* TASK DESCRIPTION *
Print every entry again exactly, with no pictures.

INPUT section start

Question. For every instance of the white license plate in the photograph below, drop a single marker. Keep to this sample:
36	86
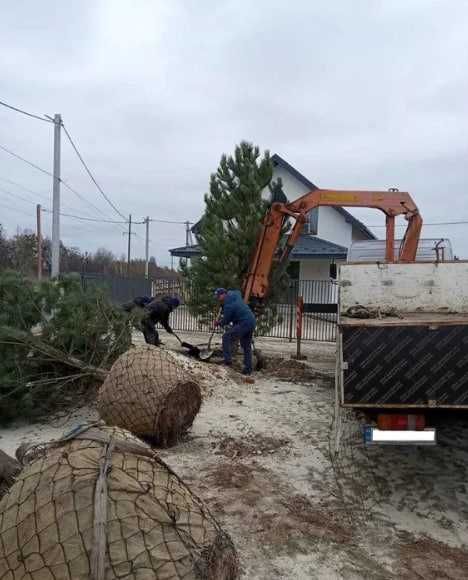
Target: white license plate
374	436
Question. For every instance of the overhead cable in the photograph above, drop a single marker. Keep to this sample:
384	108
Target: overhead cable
93	179
25	112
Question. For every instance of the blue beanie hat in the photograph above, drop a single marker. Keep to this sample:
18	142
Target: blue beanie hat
174	302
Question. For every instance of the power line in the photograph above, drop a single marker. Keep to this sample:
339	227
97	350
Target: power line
83	218
21	211
23	187
65	184
17	196
452	223
162	221
109	201
24	112
26	161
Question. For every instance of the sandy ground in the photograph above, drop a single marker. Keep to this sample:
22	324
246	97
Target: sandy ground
259	455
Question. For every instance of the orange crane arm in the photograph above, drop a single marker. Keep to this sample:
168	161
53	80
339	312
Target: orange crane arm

INPUT section end

* ANSWER TO THIS EXERCISE *
Question. For every instance of the white license plate in the photograph below, drop a single marker. Keep to this sample:
36	86
Target: white license plate
374	436
Question. For every instance of the overhead cable in the photograph above, drop a single marker. Keep to this sample:
384	108
Target: overhead cable
93	179
25	112
Question. For every instance of the blue beanie hat in the photograph above, drop a single marker. Keep to this sample:
18	142
Target: blue beanie hat
174	302
Question. For every instance of the power line in the photograph above, drop a single marker. Keep to this sample:
339	227
97	350
Target: power line
83	218
21	211
23	187
65	184
17	196
452	223
162	221
109	201
24	112
26	161
Question. For every instance of the sandy ground in the photograph above, drop a single marker. Keep to this sample:
22	324
246	97
Target: sandy ground
259	455
Question. For every instance of the orange crane arm in the photograph above, drop a single marker. Keep to this sample:
168	161
53	80
339	312
Target: orange crane arm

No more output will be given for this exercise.